* **Article**:
As this year marks the monumental centennial of the founding of the Communist Party of China, Pillars of China, a new talk show from China Central Television which premiered on Sept 30, seeks to show how the destinies of individuals are closely linked to that of the country through the touching stories of older members of society.

They are all stars in fields to which they have devoted their lives, including China's leading astronautical engineers Lu Yuanjiu, 101, and Luan Enjie, 81. The widely acclaimed gurus of the humanities also participate in the program-including 92-year-old Zheng Xiaoying, China's first female orchestra conductor, 90-year-old Yue Daiyun, a pioneer of Chinese comparative literature study, and Chang Shana, also aged 90 and the artist renowned for her studies of the Mogao Caves and design of the ceiling in the Great Hall of the People.

They talk about their lives and work and, no matter how established they are, producers of the program intended to make the dialogue "warm and sincere".

"When you go deep into the inner world of these senior citizens and hear them talk about their glory days, you also share their lifetime of wisdom and experience," Wang Ning, presenter of the program, says. "Their ambition is still burning."

Wang says there is no complicated criteria for choosing interviewees for the show.

"The only one being that they've made a great contribution to our republic," Wang says. "They're the founders of their respective fields, but perhaps they're not household names because their expertise sometimes seems unrelated to people's daily lives. So, this show is like a visualized chronicle of our country."

As might be expected, the crew encountered some difficulties. Being focused on their own specialized fields for so long, many interviewees had deliberately distanced themselves from the media and public exposure.

"No matter how much energy and time it has taken to find and record them, it's been worthwhile," Wang recalls. "I think the show will be one that continues, because what we are doing is racing against time."

Time is probably their biggest enemy, leaving the showrunners with many regrets. During preparation and production, some names at the top of their list of intended interviewees, which included around 120 people, were lost forever. For example, the agricultural scientist Yuan Longping and the translator Xu Yuanchong both passed away this year.

Nevertheless, in the show, producers also endeavor to blur the passing of time.

"We like to encourage the interviewees to recall their younger days," Wang says. "Time is changing, but every generation of young people experiences similar pain and confusion, and also shares the spirit to explore and dream. Inspired by their stories to fight, today's young people can think about their own lives.

"People pursue diverse personalities now. However, for us, the ultimate goal, one generation after another, is to realize our value."

Consequently, when several interviewees mention their bad days and failures, Wang considers them to be encouragement for the audience and a precious opportunity to reflect on their own setbacks.

"When stepping into their home, it is obvious how simple their lives are," Shen Gongfu, director of the program, recalls. "But their rooms are full of memories, and the support from family in their successful careers that served the country is evident."

This also explains two key themes of the program-home and country.

According to Shen, the upcoming list of interviewees will cover a wide spectrum, ranging from ecologists and archaeologists to writers and artists, among others.

"It's like building a database," he says. "These video clips, in cooperation with museums and libraries, can be exhibited in the future."

* **Stated exercise 1**:
Condense the paragraph of the talk show article that begins "Time is probably their biggest enemy" into one shorter paragraph that keeps its main facts.
The article and the rows have no connection to each other.

* **Records from a data source**:
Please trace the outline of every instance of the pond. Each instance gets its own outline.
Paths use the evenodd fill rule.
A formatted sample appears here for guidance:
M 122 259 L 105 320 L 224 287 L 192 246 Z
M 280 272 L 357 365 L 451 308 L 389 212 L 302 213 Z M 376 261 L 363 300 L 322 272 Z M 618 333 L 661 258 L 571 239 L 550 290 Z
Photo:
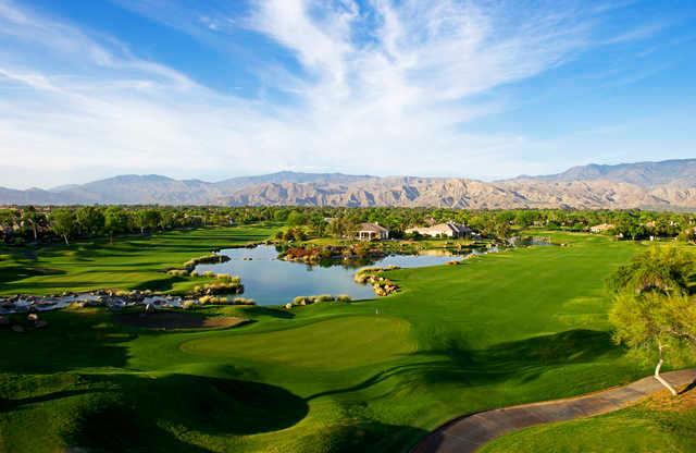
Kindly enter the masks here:
M 353 281 L 359 267 L 309 266 L 278 259 L 278 253 L 272 245 L 259 245 L 253 248 L 227 248 L 220 252 L 229 257 L 229 261 L 214 265 L 198 265 L 196 271 L 213 271 L 239 276 L 245 286 L 244 296 L 252 298 L 259 305 L 286 304 L 295 296 L 319 294 L 347 294 L 353 299 L 375 297 L 371 286 Z M 443 265 L 461 259 L 448 253 L 425 253 L 421 255 L 389 255 L 374 261 L 370 267 L 398 266 L 415 268 Z

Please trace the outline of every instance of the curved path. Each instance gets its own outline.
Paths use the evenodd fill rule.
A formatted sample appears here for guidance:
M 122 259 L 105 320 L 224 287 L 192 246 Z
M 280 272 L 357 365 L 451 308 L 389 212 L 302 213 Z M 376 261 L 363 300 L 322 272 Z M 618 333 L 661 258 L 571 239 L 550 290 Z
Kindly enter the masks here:
M 661 375 L 674 387 L 688 385 L 696 369 Z M 413 453 L 474 452 L 502 434 L 534 425 L 591 417 L 624 408 L 664 388 L 652 377 L 583 396 L 510 406 L 455 418 L 430 433 Z

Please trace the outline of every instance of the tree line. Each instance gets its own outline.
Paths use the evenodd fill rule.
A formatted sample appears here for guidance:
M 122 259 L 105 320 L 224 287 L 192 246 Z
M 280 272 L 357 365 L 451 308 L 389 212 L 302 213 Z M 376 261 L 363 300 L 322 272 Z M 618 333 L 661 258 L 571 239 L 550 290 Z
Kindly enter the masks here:
M 0 209 L 0 241 L 22 245 L 75 237 L 113 237 L 172 229 L 220 226 L 274 221 L 294 228 L 294 234 L 350 235 L 362 222 L 375 222 L 402 237 L 415 225 L 453 221 L 484 237 L 506 238 L 518 229 L 589 231 L 597 224 L 611 228 L 605 234 L 626 240 L 681 236 L 694 241 L 696 216 L 643 210 L 462 210 L 448 208 L 345 207 L 162 207 L 79 206 L 13 207 Z

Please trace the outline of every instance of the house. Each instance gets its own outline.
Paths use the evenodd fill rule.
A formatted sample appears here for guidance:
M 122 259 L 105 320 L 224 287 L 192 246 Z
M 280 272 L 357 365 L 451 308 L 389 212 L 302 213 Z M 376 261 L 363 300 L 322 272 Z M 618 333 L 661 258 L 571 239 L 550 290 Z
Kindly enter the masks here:
M 358 238 L 361 241 L 388 240 L 389 230 L 378 223 L 360 223 L 358 225 Z
M 438 223 L 432 226 L 409 228 L 406 230 L 406 234 L 414 233 L 431 237 L 464 237 L 474 234 L 469 226 L 464 224 L 458 225 L 455 222 Z
M 610 230 L 613 230 L 616 225 L 611 223 L 600 223 L 598 225 L 594 225 L 589 228 L 591 233 L 604 233 Z

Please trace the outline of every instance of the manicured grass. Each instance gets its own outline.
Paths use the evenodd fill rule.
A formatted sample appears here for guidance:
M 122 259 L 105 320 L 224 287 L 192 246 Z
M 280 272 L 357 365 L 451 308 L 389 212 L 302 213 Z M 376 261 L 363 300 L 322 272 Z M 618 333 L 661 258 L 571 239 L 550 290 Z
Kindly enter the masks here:
M 178 247 L 161 247 L 177 252 L 152 254 L 145 274 L 268 230 L 206 234 L 176 233 Z M 203 310 L 256 321 L 232 330 L 157 332 L 89 310 L 47 314 L 47 329 L 25 334 L 0 330 L 0 451 L 408 451 L 461 414 L 644 376 L 610 340 L 604 290 L 643 246 L 561 240 L 569 246 L 394 271 L 402 291 L 376 301 Z M 127 262 L 146 260 L 138 248 L 105 259 L 137 272 Z M 151 280 L 137 276 L 111 279 Z M 58 281 L 35 279 L 9 281 L 14 292 Z
M 268 238 L 271 226 L 171 231 L 152 236 L 128 236 L 77 242 L 71 246 L 0 247 L 0 295 L 50 294 L 96 289 L 183 291 L 196 279 L 164 272 L 190 258 L 225 246 Z
M 203 338 L 182 344 L 182 351 L 201 356 L 261 357 L 270 365 L 346 369 L 378 364 L 414 352 L 408 322 L 398 318 L 349 316 L 297 329 L 244 335 L 234 341 Z M 331 352 L 331 353 L 330 353 Z
M 668 396 L 671 397 L 671 396 Z M 663 411 L 649 403 L 613 414 L 534 427 L 499 438 L 482 453 L 693 452 L 696 408 Z

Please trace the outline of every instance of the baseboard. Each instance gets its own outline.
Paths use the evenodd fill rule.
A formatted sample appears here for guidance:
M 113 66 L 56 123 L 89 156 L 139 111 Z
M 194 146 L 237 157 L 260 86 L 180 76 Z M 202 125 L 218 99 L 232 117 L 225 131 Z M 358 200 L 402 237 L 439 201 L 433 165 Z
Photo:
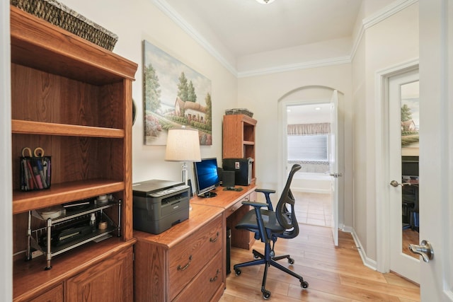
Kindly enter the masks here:
M 355 243 L 355 248 L 359 252 L 359 255 L 360 255 L 360 258 L 362 258 L 363 265 L 373 270 L 377 270 L 377 262 L 375 260 L 373 260 L 372 259 L 367 257 L 367 253 L 363 249 L 362 243 L 360 243 L 360 240 L 359 240 L 359 238 L 355 233 L 355 230 L 354 230 L 354 228 L 350 226 L 343 226 L 342 231 L 343 232 L 350 233 L 352 236 L 354 243 Z
M 303 192 L 304 193 L 331 194 L 330 190 L 313 189 L 313 188 L 309 188 L 309 187 L 291 187 L 291 190 L 292 192 Z

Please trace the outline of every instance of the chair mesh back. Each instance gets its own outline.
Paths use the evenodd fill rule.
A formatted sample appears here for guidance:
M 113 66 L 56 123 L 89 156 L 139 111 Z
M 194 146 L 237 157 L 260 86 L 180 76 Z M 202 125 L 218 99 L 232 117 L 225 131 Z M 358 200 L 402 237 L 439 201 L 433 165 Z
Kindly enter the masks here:
M 287 230 L 285 236 L 286 238 L 294 238 L 299 235 L 299 224 L 297 224 L 294 211 L 295 200 L 289 187 L 294 175 L 301 168 L 299 164 L 294 164 L 291 168 L 288 179 L 286 181 L 286 185 L 275 209 L 278 223 Z

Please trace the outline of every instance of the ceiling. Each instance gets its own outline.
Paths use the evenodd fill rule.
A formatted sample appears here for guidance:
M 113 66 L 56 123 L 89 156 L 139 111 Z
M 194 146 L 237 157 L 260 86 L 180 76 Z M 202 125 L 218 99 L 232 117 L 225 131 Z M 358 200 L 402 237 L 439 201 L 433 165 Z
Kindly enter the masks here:
M 350 37 L 362 0 L 155 0 L 236 59 Z

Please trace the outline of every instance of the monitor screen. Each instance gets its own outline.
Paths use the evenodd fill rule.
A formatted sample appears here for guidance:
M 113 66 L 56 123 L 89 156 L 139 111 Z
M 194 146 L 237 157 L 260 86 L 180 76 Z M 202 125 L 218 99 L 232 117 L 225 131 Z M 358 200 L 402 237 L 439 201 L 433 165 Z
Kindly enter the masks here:
M 202 197 L 212 197 L 217 194 L 211 190 L 219 185 L 217 175 L 217 159 L 202 158 L 193 163 L 193 174 L 195 179 L 197 195 Z

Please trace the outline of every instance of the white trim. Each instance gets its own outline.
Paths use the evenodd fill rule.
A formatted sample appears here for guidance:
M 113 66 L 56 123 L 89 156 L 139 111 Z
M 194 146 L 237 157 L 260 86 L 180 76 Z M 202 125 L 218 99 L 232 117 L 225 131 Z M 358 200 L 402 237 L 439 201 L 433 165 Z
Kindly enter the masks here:
M 377 240 L 377 269 L 378 272 L 386 273 L 390 270 L 390 229 L 387 219 L 390 209 L 388 194 L 389 184 L 389 129 L 386 121 L 388 120 L 388 80 L 389 78 L 396 74 L 407 72 L 418 68 L 418 59 L 401 63 L 384 69 L 377 71 L 375 74 L 375 108 L 376 117 L 375 137 L 377 146 L 380 149 L 376 149 L 376 240 Z
M 207 52 L 211 54 L 222 65 L 234 76 L 237 77 L 237 71 L 224 56 L 222 56 L 202 35 L 175 11 L 165 0 L 152 0 L 153 3 L 164 13 L 176 23 L 183 30 L 197 42 Z
M 333 66 L 342 64 L 349 64 L 352 62 L 358 45 L 363 37 L 363 34 L 366 29 L 379 23 L 395 13 L 403 10 L 411 5 L 418 3 L 418 0 L 399 0 L 378 11 L 370 16 L 362 20 L 362 26 L 358 35 L 355 37 L 352 44 L 351 53 L 349 55 L 334 58 L 327 58 L 321 60 L 310 61 L 305 62 L 298 62 L 288 65 L 275 66 L 262 69 L 249 70 L 239 72 L 237 69 L 233 66 L 220 52 L 219 52 L 200 33 L 198 33 L 192 25 L 190 25 L 183 17 L 176 12 L 166 0 L 152 0 L 156 6 L 159 8 L 165 15 L 170 18 L 183 30 L 188 34 L 192 38 L 197 42 L 203 48 L 207 51 L 212 57 L 219 61 L 229 72 L 237 78 L 245 78 L 248 76 L 263 76 L 266 74 L 276 74 L 279 72 L 287 72 L 297 70 L 303 70 L 309 68 L 319 68 L 326 66 Z
M 331 194 L 330 190 L 325 189 L 312 189 L 309 187 L 291 187 L 292 192 L 303 192 L 304 193 L 315 193 L 315 194 Z
M 262 69 L 251 70 L 248 71 L 238 72 L 238 78 L 248 76 L 263 76 L 266 74 L 277 74 L 279 72 L 294 71 L 297 70 L 308 69 L 310 68 L 324 67 L 326 66 L 340 65 L 351 62 L 350 56 L 339 57 L 336 58 L 323 59 L 317 61 L 295 63 L 288 65 L 277 66 L 274 67 L 264 68 Z
M 418 2 L 418 0 L 400 0 L 393 2 L 380 11 L 364 18 L 362 21 L 363 27 L 365 29 L 368 29 Z
M 0 3 L 0 167 L 1 168 L 1 190 L 0 192 L 0 228 L 3 232 L 0 248 L 0 285 L 2 300 L 13 301 L 13 184 L 11 175 L 11 34 L 9 1 Z

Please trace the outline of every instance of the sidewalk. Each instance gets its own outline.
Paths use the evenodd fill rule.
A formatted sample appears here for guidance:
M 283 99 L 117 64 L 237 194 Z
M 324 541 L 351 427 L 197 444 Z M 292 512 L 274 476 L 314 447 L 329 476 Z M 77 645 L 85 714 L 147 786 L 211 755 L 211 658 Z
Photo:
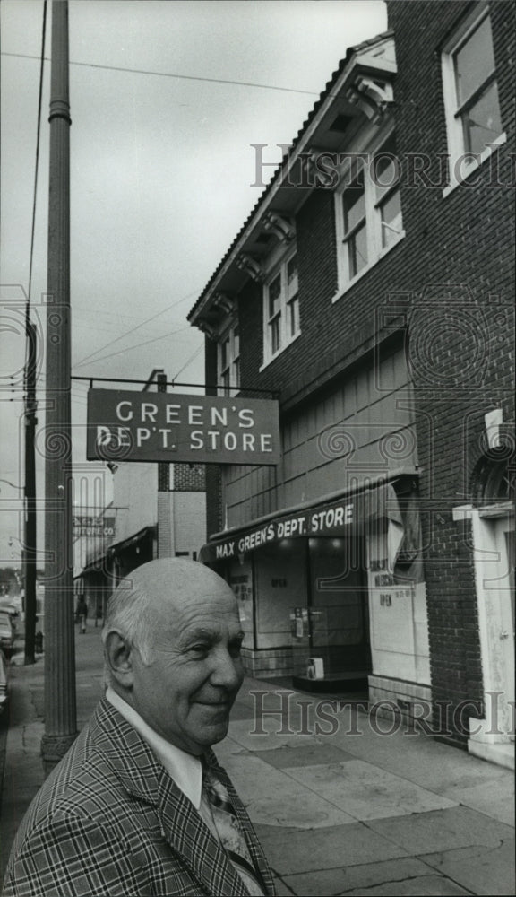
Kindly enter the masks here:
M 81 726 L 101 692 L 99 630 L 76 636 L 76 654 Z M 353 706 L 323 701 L 246 679 L 229 735 L 215 748 L 247 806 L 278 893 L 513 894 L 512 773 L 404 727 L 381 735 Z M 13 666 L 2 871 L 43 780 L 42 712 L 42 658 Z

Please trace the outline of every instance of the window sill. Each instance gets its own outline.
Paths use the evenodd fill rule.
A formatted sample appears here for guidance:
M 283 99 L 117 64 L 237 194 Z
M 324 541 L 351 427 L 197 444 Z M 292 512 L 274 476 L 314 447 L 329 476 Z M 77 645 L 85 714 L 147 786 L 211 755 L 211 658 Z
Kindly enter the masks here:
M 273 355 L 271 355 L 271 358 L 268 358 L 268 359 L 267 359 L 267 360 L 266 360 L 265 361 L 263 361 L 263 364 L 262 365 L 262 367 L 258 369 L 258 372 L 259 372 L 259 373 L 261 374 L 261 373 L 262 373 L 262 370 L 265 370 L 265 368 L 268 368 L 268 367 L 269 367 L 269 365 L 270 365 L 270 364 L 271 364 L 271 363 L 272 361 L 275 361 L 277 358 L 280 358 L 280 355 L 281 355 L 281 354 L 282 354 L 282 353 L 283 353 L 285 352 L 285 350 L 288 348 L 288 346 L 289 346 L 289 345 L 292 345 L 292 344 L 293 344 L 293 343 L 295 343 L 295 342 L 296 342 L 296 340 L 297 340 L 297 339 L 298 338 L 298 336 L 300 336 L 300 335 L 301 335 L 301 331 L 299 330 L 299 331 L 298 331 L 298 332 L 297 332 L 297 333 L 296 334 L 296 335 L 295 335 L 295 336 L 292 336 L 292 337 L 291 337 L 291 338 L 290 338 L 290 339 L 288 340 L 288 342 L 285 344 L 285 345 L 282 345 L 282 346 L 281 346 L 281 348 L 278 350 L 278 352 L 277 352 L 277 353 L 274 353 Z
M 461 184 L 464 184 L 465 187 L 476 187 L 476 183 L 466 184 L 465 181 L 467 181 L 468 178 L 469 178 L 469 176 L 472 175 L 477 169 L 480 168 L 480 166 L 493 155 L 499 146 L 503 146 L 506 142 L 507 135 L 503 133 L 501 134 L 499 137 L 496 137 L 496 140 L 494 140 L 492 144 L 489 144 L 489 146 L 486 146 L 483 152 L 481 152 L 472 162 L 470 162 L 469 165 L 464 169 L 464 170 L 460 171 L 460 179 L 454 178 L 450 181 L 448 186 L 444 187 L 443 190 L 443 198 L 444 199 L 446 196 L 449 196 L 450 194 Z M 450 157 L 450 167 L 454 170 L 459 162 L 459 160 L 463 159 L 464 155 L 465 154 L 462 156 L 457 156 L 454 161 L 452 161 L 452 157 Z
M 382 261 L 382 259 L 384 258 L 384 257 L 387 256 L 391 252 L 391 250 L 394 248 L 395 246 L 398 246 L 401 242 L 401 240 L 404 239 L 404 238 L 405 238 L 405 231 L 402 231 L 400 236 L 398 237 L 398 239 L 395 239 L 393 243 L 390 244 L 390 246 L 386 246 L 385 248 L 382 250 L 380 255 L 374 261 L 369 262 L 369 264 L 366 265 L 366 267 L 362 268 L 362 270 L 358 272 L 358 274 L 353 278 L 353 280 L 348 281 L 346 283 L 340 283 L 337 292 L 333 296 L 331 301 L 338 302 L 340 297 L 343 296 L 344 293 L 348 292 L 348 290 L 350 290 L 351 287 L 355 286 L 355 284 L 357 283 L 358 281 L 362 279 L 362 277 L 365 277 L 366 274 L 369 274 L 369 272 L 374 267 L 374 266 L 378 265 L 378 262 Z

* **Stated exercise 2**:
Please update the rows from the line with "Please trace the outline of every instance of the white" to the line with "M 207 52 L 211" by changing "formatted sample" to "worked example". Return only those lines.

* **Task response 1**:
Time has left the showrunners with many regrets. During preparation and production, some of the top names on their list of about 120 intended interviewees died, among them agricultural scientist Yuan Longping and translator Xu Yuanchong, who both passed away this year.

* **Task response 2**:
Please trace the outline of every instance of the white trim. Each instance gets its own outline.
Paths use the evenodd fill rule.
A worked example appears here for guidance:
M 113 66 L 56 123 L 89 156 L 139 111 Z
M 194 146 L 237 157 L 260 86 L 180 76 Z M 202 125 L 218 99 L 232 117 L 225 131 Z M 358 200 L 402 237 L 439 201 L 433 165 Z
Kindly enter the masks here:
M 377 240 L 377 269 L 378 272 L 386 273 L 390 270 L 390 229 L 387 219 L 390 209 L 388 194 L 389 184 L 389 129 L 386 121 L 388 120 L 388 80 L 389 78 L 396 74 L 407 72 L 418 68 L 418 59 L 401 63 L 384 69 L 377 71 L 375 74 L 375 108 L 376 117 L 375 137 L 377 146 L 380 149 L 376 149 L 376 240 Z
M 207 52 L 211 54 L 222 65 L 234 76 L 237 77 L 237 71 L 224 56 L 222 56 L 202 35 L 175 11 L 165 0 L 152 0 L 153 3 L 164 13 L 176 23 L 183 30 L 197 42 Z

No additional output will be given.